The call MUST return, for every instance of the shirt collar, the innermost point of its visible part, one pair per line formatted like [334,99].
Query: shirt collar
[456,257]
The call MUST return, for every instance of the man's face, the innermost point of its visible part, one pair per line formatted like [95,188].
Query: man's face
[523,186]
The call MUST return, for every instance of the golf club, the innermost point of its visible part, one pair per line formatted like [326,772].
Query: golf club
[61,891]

*Do this*. Copy every item above word for word, line by line, with nothing changed.

*Full output*.
The call MUST return, for every instance of the shirt collar, the innermost point of its visible part, one pair per line formatted like [334,99].
Query: shirt collar
[456,257]
The call MUST return, for every instance of the man's face, the innermost point of its visible part, one pair per line formatted like [95,188].
Query: man's face
[523,186]
The call MUST return, for every instance of the golf club, the innermost point of its visible part, one pair per line formatted like [326,772].
Query: golf club
[61,891]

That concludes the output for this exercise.